## EXCERPTED PASSAGE
_ _ _ _
"Day1," originally called "The Protestant Hour," began broadcasting in 1945. "This is a program that has been a mainstay of religious broadcasting through radio for 65 years," said the Rev. Canon Louis C. "Skip" Schueddig, president of the Alliance for Christian Media, in an interview.
Then as now, the program features leading preachers from a variety of Protestant denominations. Episcopal Church Presiding Bishop Katharine Jefferts Schori preached on the February 8 broadcast.
"Attentive to shifts in new media, we are focusing on the Internet as much as on our long-standing radio network," Schueddig said. Visitors to the site can listen to podcasts of sermons, view video conversations with the preachers -- including with Jefferts Schori -- download transcripts and watch video clips.
Plans are underway to build social networking and blogging opportunities to help listeners connect. "We're trying to build an interactive community for like-spirited people who come to the site and find their curiosity awakened. We serve people, regardless of whether they have a denominational home, who seek intelligent inquiry," Schueddig said. "Top Topics" on the site include forgiveness, healing and relationships.
_ _ _ _
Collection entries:
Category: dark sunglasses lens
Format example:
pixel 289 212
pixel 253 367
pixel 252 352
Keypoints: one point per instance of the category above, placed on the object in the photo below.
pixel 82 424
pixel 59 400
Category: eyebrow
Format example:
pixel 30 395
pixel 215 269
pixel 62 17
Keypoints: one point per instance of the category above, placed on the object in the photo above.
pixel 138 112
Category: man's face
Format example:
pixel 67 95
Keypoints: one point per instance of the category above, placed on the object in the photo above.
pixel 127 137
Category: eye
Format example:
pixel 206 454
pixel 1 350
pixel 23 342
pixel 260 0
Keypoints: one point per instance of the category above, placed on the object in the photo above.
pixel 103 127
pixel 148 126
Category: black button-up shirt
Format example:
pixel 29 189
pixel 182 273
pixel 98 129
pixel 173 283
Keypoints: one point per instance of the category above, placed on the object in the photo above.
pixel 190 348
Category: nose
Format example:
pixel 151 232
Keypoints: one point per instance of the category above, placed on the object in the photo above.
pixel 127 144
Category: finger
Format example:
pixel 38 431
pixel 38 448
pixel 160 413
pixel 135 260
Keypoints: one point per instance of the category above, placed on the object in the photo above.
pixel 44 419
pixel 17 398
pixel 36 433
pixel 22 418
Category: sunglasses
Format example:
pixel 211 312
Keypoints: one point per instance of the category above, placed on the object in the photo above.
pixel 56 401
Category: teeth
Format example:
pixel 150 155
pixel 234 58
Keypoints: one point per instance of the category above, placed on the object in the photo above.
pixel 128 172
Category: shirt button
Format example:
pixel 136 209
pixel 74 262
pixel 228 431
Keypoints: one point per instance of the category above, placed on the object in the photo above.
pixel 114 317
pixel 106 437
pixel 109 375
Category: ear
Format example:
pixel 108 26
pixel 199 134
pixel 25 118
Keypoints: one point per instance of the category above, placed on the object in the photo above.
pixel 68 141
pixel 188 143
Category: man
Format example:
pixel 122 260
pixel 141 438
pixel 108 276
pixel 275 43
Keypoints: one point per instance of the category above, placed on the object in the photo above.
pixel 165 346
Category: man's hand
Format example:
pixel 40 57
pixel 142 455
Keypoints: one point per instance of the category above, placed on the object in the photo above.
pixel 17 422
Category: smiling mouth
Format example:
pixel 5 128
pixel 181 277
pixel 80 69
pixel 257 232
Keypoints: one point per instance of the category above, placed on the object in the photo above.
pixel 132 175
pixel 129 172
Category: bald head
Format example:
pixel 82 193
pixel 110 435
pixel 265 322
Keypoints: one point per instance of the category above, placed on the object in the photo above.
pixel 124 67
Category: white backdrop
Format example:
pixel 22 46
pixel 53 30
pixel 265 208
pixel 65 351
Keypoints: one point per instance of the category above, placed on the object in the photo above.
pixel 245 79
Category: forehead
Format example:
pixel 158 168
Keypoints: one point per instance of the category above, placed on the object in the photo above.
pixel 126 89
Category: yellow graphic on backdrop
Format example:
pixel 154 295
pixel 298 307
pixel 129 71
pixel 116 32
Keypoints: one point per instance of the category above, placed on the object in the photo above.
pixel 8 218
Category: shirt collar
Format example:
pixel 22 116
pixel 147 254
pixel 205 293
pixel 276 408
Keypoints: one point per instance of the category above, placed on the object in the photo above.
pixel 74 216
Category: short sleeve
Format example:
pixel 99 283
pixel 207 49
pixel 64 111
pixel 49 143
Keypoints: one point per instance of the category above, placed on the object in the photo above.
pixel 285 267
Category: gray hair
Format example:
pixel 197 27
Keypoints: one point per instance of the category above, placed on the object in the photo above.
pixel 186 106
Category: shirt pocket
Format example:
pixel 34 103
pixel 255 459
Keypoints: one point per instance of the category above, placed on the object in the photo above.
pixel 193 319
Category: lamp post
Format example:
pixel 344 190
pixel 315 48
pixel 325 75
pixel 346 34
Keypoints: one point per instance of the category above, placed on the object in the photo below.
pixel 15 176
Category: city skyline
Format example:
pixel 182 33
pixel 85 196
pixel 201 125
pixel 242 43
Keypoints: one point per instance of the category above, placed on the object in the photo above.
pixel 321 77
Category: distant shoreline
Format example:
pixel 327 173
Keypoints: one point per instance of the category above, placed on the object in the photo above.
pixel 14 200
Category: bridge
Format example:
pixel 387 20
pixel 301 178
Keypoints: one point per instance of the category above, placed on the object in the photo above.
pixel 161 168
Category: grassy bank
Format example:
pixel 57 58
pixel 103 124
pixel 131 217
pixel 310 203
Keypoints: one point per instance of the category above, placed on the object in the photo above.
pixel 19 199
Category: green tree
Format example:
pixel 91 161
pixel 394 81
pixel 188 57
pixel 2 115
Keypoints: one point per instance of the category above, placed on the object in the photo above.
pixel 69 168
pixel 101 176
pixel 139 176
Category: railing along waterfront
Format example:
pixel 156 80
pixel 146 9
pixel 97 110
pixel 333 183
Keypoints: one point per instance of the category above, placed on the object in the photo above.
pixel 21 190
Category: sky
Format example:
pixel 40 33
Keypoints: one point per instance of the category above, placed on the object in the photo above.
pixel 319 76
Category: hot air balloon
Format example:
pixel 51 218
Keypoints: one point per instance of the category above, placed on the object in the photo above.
_ _ _ _
## ASSIGNED TASK
Answer these questions about the Day1 article:
1. What was the program originally called?
2. Who preached on the February 8 broadcast?
3. Which "Top Topics" on the site does the article list?

## EXERCISE SOLUTION
1. "The Protestant Hour"
2. Episcopal Church Presiding Bishop Katharine Jefferts Schori
3. Forgiveness, healing and relationships